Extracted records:

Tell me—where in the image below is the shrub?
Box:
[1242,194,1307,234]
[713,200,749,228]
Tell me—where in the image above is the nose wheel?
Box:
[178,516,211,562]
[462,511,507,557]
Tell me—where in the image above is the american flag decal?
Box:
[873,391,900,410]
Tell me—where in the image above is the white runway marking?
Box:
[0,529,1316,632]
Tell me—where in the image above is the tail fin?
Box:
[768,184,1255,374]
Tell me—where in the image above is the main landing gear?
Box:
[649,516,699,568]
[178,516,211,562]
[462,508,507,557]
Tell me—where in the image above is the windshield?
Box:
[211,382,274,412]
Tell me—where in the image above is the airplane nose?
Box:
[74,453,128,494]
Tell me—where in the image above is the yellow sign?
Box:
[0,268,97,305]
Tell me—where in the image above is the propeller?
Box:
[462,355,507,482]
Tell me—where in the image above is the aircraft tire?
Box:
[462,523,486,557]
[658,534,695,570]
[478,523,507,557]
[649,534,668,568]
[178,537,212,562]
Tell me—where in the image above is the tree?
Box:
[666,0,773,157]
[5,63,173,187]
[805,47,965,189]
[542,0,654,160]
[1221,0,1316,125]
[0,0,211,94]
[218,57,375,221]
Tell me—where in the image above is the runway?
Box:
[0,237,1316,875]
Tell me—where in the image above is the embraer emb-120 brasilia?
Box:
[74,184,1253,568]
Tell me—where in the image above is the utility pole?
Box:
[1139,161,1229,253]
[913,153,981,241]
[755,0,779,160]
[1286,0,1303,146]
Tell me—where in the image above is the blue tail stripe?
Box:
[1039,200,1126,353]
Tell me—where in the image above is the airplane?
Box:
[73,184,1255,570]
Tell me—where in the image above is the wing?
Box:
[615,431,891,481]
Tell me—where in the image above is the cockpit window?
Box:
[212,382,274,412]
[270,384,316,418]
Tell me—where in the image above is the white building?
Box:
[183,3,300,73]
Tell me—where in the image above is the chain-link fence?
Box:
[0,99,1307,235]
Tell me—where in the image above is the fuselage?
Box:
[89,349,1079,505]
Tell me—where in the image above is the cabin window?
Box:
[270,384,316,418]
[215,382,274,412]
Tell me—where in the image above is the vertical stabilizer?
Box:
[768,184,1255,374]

Direction:
Rewrite the material above with "Box:" changed to "Region:" everywhere it appears, leaving everything else as it is.

Written answer:
Tell me—where in the image below is the shrub?
Region:
[1242,194,1307,234]
[713,200,749,228]
Tell me—where in the image above is the nose wheel?
Region:
[178,516,211,562]
[462,511,507,557]
Tell me—where in the image above is the american flag decal?
Region:
[873,391,900,410]
Tell me—where in the image above is the white runway marking?
Region:
[0,529,1316,632]
Tell me—where in the image above is the tail fin?
Region:
[768,184,1255,374]
Tell me—where in the image above is the main landing gear?
Region:
[649,516,699,568]
[178,516,211,562]
[462,508,507,557]
Tell me—where in the image above is the windshield?
Region:
[211,382,274,412]
Tell me—where in the image above is the airplane nose?
Region:
[74,453,128,494]
Tell me—where in the image above is the yellow sign?
Region:
[0,268,97,305]
Tell me—where in the image above is the propeller?
Region:
[462,355,507,482]
Tell me—where in the image above is the aircraft tire?
Region:
[462,523,486,557]
[658,534,695,570]
[478,523,507,557]
[649,534,668,568]
[178,537,212,562]
Tell me—where in the image above is the tree?
Region:
[666,0,773,157]
[5,63,173,187]
[805,47,965,189]
[542,0,654,160]
[1221,0,1316,125]
[0,0,211,94]
[218,57,375,221]
Tell me—where in the image above is the runway?
Region:
[0,237,1316,875]
Tell me—where in the image above is the embraer emb-120 brasilia?
Region:
[74,184,1253,568]
Tell me—where in the image above is the utility pole?
Region:
[1139,161,1229,253]
[913,153,981,241]
[755,0,779,160]
[1286,0,1303,146]
Tell me—where in the image above is the blue tail stripe?
Region:
[1039,200,1126,353]
Tell me—where in the image above is the airplane?
Region:
[73,184,1255,570]
Tell me—where in the image above is the wing?
Region:
[615,431,891,481]
Tell me—where in the image above is the cockpit window?
Region:
[212,382,274,412]
[270,384,316,418]
Tell me—where in the image above is the white building?
Region:
[183,3,300,73]
Tell me—where in the image above is the chain-link fence?
Region:
[0,99,1307,235]
Tell me—where in the image above is the fuselage?
Region:
[89,349,1079,505]
Tell me—where in the image above is the cabin window?
Region:
[270,384,316,418]
[215,382,274,412]
Tell me—where in the image above is the vertical stabilizer?
Region:
[768,184,1255,374]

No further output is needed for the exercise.